*TEXT PASSAGE*
↓↓↓

Sample a token and weight that are properly weighted with respect to the target potential's logw_next method via adaptive weighted rejection sampling.

With no proposal, the returned weight is the log normalizing constant of $\textsf{target.logw_next}$. With a proposal $q$, the inner loop proposes from $q$ and the returned weight adds an importance correction $\textsf{potential.logw_next}[x_n] - q.\textsf{logw_next}[x_n]$.

Returns:

Type	Description
`(token, weight, nan)`	A tuple containing the sampled token, weight, and a dummy value for the log-probability of the sampled token.

Source code in genlm/control/sampler/token.py

async def sample(self, context, verbosity=0):
    """Sample a token and weight that are properly weighted with respect to the target potential's `logw_next` method via adaptive weighted rejection sampling.

    With no proposal, the returned weight is the log normalizing constant of
    $\\textsf{target.logw_next}$. With a proposal $q$, the inner loop proposes
    from $q$ and the returned weight adds an importance correction
    $\\textsf{potential.logw_next}[x_n] - q.\\textsf{logw_next}[x_n]$.

    Returns:
        (token, weight, np.nan): A tuple containing the sampled token, weight, and a dummy value for the log-probability of the sampled token.
    """
    if self.proposal is None:
        logws = await self.potential.logw_next(context)
        target_logws = None
    else:
        target_logws, logws = await asyncio.gather(
            self.potential.logw_next(context),
            self.proposal.logw_next(context),
        )

    if self.prune_logws:
        logws = self._prune_logws(logws)

    logZ = logsumexp(logws.weights)
    logps = logws.weights - logZ
    toks = logws.decode

    # We cache successful calls, as algorithms may want to see the
    # same successful token more than once (currently just geometric_awrs)
    cache = {}

    async def accept(tok):
        try:
            return cache[tok]
        except KeyError:
            pass
        result = await self._accept(context, tok, verbosity)
        if result:
            cache[tok] = result
        return result

    if not self.proper_weights:
        return await improper_sample(
            logps=logps,
            toks=toks,
            accept=accept,
            rng=self.rng,
            max_rejects=self.max_rejects,
        )
    # We pick which algorithm to use based on parameters and the
    # shape of the distribution, as this lets us pick the most
    # effective option.
    elif (
        # If max_accepts is large then recursive_awrs (which
        # does not currently support this parameter) isn't very
        # useful, because the recursive step means that you never
        # revisit the same value, so will often throw away most
        # of the accepted mass if you were to continue. Also
        # this parameter is only really relevant if you want to
        # lower the variance, and geometric_awrs is lower variance.
        self.max_accepts > 2
        or
        # If the distribution is strongly peaked around a single value
        # then geometric_awrs will be more efficient. See below
        # for specific derivation.
        logps.max() >= GEOMETRIC_THRESHOLD
    ):
        tok, w, _ = await geometric_awrs(
            logps=logps,
            toks=toks,
            accept=accept,
            rng=self.rng,
            max_rejects=self.max_rejects,
            max_accepts=self.max_accepts,
        )
    else:
        tok, w, _ = await recursive_awrs(
            logps=logps,
            toks=toks,
            accept=accept,
            rng=self.rng,
            max_rejects=self.max_rejects,
        )

↑↑↑

*MATERIAL*
↓↓↓

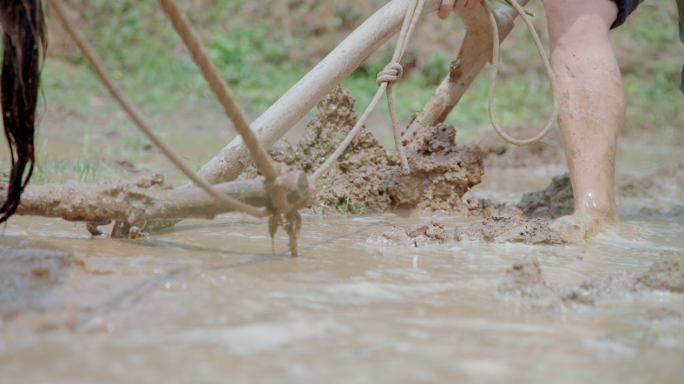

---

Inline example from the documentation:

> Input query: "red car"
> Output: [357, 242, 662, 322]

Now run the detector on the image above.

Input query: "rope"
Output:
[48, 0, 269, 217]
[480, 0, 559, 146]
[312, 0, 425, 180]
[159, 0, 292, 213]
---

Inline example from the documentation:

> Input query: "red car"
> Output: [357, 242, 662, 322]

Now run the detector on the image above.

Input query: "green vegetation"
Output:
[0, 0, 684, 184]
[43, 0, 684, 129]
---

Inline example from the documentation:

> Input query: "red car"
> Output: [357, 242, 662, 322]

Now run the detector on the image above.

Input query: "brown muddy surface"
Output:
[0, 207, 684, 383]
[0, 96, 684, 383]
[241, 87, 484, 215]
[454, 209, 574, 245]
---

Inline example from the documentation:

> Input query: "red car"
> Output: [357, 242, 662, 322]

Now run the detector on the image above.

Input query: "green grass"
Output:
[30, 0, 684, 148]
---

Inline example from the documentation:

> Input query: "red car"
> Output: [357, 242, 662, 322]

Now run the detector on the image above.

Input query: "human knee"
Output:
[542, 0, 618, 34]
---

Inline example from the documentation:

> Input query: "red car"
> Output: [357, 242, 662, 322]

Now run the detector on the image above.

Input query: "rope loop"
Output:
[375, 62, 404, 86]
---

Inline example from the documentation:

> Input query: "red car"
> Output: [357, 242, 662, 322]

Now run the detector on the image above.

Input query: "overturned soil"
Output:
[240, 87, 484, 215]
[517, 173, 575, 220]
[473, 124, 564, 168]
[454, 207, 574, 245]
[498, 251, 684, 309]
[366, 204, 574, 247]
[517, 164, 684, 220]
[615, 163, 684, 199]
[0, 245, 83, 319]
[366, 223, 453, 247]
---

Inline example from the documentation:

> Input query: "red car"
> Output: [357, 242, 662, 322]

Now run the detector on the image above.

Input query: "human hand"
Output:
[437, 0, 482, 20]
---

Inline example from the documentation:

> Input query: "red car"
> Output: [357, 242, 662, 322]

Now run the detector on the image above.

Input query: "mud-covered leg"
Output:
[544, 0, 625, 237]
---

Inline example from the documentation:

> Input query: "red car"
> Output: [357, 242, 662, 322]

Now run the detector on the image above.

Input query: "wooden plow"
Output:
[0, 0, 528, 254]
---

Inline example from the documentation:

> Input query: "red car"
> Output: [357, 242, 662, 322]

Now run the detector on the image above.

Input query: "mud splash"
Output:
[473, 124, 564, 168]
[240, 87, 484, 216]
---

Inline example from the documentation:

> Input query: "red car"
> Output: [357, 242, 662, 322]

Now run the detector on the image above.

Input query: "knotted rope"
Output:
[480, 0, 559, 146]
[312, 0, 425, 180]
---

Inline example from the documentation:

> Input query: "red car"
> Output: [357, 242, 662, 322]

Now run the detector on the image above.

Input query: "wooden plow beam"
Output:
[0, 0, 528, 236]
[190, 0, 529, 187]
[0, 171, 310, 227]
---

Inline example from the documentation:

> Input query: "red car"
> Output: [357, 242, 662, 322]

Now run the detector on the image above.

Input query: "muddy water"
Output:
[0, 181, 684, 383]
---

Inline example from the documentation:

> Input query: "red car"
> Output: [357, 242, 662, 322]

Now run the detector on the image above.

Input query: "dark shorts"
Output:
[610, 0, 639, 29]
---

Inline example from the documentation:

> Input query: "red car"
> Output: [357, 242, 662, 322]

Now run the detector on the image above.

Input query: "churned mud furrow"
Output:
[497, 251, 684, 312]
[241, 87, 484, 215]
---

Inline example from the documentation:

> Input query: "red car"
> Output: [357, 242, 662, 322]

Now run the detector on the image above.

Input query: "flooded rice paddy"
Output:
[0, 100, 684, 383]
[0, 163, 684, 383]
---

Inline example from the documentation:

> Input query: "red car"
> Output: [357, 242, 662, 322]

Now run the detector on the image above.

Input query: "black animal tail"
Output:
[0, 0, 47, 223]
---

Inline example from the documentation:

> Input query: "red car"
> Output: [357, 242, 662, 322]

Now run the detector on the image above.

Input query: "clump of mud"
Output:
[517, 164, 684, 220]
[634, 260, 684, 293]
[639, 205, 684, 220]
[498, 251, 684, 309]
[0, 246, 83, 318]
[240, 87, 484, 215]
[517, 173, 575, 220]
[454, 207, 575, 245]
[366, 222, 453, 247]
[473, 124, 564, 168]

↑↑↑
↓↓↓

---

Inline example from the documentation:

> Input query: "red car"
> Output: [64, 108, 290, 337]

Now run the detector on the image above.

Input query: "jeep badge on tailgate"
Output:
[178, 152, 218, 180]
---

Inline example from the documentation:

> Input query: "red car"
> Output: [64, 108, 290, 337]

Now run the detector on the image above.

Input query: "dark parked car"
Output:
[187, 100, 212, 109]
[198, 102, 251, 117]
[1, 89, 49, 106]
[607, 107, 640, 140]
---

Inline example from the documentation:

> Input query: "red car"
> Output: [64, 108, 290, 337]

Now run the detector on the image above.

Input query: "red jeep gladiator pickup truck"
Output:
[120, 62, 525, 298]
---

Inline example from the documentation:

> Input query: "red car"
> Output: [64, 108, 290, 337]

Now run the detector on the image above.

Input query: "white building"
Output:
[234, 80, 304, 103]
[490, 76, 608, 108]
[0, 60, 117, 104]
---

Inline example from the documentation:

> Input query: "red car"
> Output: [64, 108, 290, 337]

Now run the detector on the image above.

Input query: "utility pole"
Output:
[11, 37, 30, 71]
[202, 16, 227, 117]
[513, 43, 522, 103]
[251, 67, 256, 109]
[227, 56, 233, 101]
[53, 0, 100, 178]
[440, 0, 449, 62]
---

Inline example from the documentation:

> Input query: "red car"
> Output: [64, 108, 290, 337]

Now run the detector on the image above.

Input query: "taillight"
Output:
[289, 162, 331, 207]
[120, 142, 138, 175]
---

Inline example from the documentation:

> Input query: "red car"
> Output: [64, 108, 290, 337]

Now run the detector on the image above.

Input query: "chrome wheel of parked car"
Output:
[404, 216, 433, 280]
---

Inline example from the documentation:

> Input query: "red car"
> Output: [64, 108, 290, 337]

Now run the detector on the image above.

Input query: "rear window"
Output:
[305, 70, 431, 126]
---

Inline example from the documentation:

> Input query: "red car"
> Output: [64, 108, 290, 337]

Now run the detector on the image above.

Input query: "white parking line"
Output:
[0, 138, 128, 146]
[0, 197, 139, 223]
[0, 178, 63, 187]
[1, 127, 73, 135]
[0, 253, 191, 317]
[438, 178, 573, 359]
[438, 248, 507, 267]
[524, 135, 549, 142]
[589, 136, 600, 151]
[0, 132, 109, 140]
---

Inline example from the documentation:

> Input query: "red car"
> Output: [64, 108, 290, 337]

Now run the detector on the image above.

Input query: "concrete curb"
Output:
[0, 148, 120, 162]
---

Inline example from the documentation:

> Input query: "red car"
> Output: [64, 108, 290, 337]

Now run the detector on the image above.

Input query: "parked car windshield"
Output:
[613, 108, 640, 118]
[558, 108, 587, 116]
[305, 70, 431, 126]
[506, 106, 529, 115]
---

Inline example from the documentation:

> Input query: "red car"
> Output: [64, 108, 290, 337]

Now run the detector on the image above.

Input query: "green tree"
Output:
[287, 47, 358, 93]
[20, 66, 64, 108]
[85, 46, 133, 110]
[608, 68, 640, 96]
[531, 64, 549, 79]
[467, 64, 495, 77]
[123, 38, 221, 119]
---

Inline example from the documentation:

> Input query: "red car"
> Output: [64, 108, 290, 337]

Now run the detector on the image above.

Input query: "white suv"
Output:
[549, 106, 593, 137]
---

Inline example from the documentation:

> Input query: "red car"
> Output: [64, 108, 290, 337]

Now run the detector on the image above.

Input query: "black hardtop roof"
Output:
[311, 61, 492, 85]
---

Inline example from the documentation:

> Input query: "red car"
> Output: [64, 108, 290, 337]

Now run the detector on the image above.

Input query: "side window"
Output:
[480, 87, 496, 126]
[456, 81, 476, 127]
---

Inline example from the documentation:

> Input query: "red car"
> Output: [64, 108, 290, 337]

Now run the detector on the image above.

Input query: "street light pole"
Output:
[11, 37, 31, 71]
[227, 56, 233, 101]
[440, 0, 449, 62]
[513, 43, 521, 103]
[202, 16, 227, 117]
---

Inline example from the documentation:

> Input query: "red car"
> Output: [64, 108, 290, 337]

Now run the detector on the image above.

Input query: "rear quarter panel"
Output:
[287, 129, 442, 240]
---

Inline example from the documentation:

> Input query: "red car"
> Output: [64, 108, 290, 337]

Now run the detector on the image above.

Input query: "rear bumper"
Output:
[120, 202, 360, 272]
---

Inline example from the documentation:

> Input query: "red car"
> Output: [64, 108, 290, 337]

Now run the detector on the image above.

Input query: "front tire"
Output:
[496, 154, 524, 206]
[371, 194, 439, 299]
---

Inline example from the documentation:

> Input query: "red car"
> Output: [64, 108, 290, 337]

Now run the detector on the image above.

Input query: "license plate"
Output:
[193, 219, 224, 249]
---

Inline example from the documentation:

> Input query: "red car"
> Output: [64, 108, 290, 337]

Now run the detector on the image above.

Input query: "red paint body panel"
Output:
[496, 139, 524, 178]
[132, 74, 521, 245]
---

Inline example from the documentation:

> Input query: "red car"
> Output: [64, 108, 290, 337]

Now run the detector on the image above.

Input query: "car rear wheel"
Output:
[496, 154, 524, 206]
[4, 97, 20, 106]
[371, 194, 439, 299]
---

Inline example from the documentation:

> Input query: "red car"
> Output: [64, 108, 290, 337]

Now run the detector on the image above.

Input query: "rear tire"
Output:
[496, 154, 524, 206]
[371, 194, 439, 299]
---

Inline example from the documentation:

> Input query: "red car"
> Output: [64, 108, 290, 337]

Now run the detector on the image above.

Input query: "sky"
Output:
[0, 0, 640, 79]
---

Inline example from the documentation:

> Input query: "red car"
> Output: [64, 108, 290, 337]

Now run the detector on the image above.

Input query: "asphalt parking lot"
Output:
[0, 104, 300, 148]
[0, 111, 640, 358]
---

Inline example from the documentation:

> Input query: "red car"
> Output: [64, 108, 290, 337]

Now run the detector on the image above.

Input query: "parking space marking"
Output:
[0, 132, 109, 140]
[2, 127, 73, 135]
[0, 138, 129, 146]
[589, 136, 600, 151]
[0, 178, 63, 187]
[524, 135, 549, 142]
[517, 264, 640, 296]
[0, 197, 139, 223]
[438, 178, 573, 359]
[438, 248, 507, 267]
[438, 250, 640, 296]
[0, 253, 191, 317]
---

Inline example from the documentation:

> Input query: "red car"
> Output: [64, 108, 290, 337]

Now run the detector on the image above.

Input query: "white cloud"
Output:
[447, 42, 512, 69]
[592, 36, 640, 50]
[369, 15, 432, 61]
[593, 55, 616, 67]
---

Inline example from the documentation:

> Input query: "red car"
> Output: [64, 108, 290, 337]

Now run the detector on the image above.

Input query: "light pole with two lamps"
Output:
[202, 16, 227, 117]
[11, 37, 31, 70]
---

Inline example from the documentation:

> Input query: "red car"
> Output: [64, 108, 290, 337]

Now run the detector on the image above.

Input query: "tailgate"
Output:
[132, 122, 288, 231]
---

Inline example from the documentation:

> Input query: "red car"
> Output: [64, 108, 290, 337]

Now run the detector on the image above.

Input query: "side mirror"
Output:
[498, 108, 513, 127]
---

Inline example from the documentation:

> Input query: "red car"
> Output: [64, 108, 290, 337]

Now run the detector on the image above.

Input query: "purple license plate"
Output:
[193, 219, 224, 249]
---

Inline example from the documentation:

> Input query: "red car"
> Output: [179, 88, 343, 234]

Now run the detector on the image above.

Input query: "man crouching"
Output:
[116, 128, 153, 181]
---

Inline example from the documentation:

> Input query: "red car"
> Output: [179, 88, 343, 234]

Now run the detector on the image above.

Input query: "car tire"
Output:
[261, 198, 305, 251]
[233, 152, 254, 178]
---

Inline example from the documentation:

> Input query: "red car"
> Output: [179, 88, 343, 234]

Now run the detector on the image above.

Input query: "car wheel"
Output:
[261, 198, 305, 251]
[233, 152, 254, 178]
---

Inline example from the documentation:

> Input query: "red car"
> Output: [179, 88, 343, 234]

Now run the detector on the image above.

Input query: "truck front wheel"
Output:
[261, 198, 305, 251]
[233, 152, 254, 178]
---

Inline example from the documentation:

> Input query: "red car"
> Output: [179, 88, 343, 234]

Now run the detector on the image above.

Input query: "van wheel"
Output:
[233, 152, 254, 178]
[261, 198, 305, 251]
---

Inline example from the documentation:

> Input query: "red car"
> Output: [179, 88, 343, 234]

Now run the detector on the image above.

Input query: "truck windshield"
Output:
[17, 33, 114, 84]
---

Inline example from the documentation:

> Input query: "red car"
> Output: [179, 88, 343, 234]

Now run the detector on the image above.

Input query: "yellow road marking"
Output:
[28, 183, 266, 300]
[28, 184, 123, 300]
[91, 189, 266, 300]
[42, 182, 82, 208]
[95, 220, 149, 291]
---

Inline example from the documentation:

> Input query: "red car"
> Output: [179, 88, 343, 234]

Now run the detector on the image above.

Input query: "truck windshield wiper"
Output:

↑↑↑

*BRIEF A*
In the sampler code, which algorithm is used when max_accepts is greater than 2?
*BRIEF B*
Copy the stretch of the sampler code from "logps = logws.weights" through "(currently just geometric_awrs)", switching "algorithms" to "samplers".
The lines above come from a different source than the sampler code.

*EXERCISE RESPONSE A*
geometric_awrs

*EXERCISE RESPONSE B*
logps = logws.weights - logZ
    toks = logws.decode

    # We cache successful calls, as samplers may want to see the
    # same successful token more than once (currently just geometric_awrs)